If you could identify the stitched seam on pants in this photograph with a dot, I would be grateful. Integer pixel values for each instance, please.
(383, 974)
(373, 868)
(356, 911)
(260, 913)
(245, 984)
:::
**Problem**
List every line of the material that contains the string "values", matching case exactly.

**Task response**
If you could identify the stitched seam on pants in this photograph with a dot, I would be grateful. Integer pixel values for each instance, please.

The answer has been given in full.